#### [Written problem]
Edit the rows below by changing every "metal" to "steel" and leaving all other text as it is.

#### [Data for this exercise]
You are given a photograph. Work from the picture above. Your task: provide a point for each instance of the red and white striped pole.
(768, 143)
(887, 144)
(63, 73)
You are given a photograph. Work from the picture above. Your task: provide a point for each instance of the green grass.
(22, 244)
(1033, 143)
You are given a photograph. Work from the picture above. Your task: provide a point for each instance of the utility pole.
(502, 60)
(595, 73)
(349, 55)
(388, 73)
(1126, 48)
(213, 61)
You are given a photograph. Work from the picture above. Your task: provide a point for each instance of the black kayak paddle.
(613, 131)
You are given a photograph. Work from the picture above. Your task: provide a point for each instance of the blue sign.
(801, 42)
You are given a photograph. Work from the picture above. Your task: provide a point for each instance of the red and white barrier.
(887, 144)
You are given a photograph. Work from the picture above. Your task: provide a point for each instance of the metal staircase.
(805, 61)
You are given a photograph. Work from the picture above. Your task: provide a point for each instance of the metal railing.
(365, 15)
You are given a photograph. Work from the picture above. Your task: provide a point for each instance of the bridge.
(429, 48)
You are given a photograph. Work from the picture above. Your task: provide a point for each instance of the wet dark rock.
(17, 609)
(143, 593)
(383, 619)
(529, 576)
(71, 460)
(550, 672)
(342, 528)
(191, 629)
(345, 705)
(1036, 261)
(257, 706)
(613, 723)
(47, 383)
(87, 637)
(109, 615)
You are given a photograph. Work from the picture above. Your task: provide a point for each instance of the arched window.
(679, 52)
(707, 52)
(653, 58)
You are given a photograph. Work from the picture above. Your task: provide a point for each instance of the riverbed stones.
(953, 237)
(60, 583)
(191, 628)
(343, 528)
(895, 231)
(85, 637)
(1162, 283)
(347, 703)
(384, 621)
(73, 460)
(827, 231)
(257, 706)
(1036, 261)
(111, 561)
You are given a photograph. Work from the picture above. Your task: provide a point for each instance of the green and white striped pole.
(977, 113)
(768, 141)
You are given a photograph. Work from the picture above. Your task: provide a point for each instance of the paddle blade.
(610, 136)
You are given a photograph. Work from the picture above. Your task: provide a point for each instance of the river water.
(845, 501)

#### [Exercise response]
You are given a photograph. Work from the picture above. Your task: provide a point for each instance of the red and white striped pole.
(768, 143)
(887, 144)
(63, 73)
You are given a photograph. Work from the picture above. Your task: provide a point for each instance of the green grass.
(22, 244)
(1033, 143)
You are given a photograph. Work from the picture above. Your task: provide a point for each instance of the utility pole.
(502, 60)
(595, 73)
(349, 55)
(388, 73)
(1126, 48)
(213, 61)
You are given a photograph. Work from the picture above. Your task: provide a point for each instance of the black kayak paddle.
(613, 131)
You are given a photograph. Work from the picture above. Your task: provide a point for each instance of the blue sign.
(801, 42)
You are given a photograph. Work from the picture above. Your task: provide a point for each instance of the red and white barrier.
(887, 144)
You are given a photograph. Work from the picture above. Your task: provide a point for each instance of the steel staircase.
(805, 61)
You are given a photograph. Work from the picture above. Your task: provide a point for each instance of the steel railing.
(365, 15)
You are given a photograph. Work from the picture above. Your task: provide a point for each instance of the bridge.
(429, 48)
You are given a photograph. Work from the picture above. Your task: provide a point for each instance of the wet dark rock.
(17, 609)
(143, 593)
(383, 619)
(529, 576)
(71, 460)
(550, 672)
(342, 528)
(191, 629)
(345, 705)
(1036, 261)
(257, 706)
(613, 723)
(47, 383)
(87, 637)
(109, 615)
You are given a photograph. Work from the picture above. Your task: provide a point for each instance of the arched window.
(679, 52)
(707, 52)
(653, 58)
You are given a photograph. Work from the picture above. Your task: provide a point for each instance of the riverbed stones.
(953, 237)
(60, 583)
(191, 628)
(343, 528)
(895, 231)
(85, 637)
(1162, 283)
(347, 703)
(384, 621)
(73, 460)
(827, 231)
(257, 706)
(1036, 261)
(111, 561)
You are given a photograph. Work from the picture above. Your task: provide a point for each instance of the green and white striped pole.
(977, 113)
(768, 141)
You are given a photograph. Work from the picture above. Your task: provide a point for each instance of the paddle blade.
(610, 136)
You are given a photograph. Work from the picture above. Your task: provide a point for each instance of the river water.
(845, 501)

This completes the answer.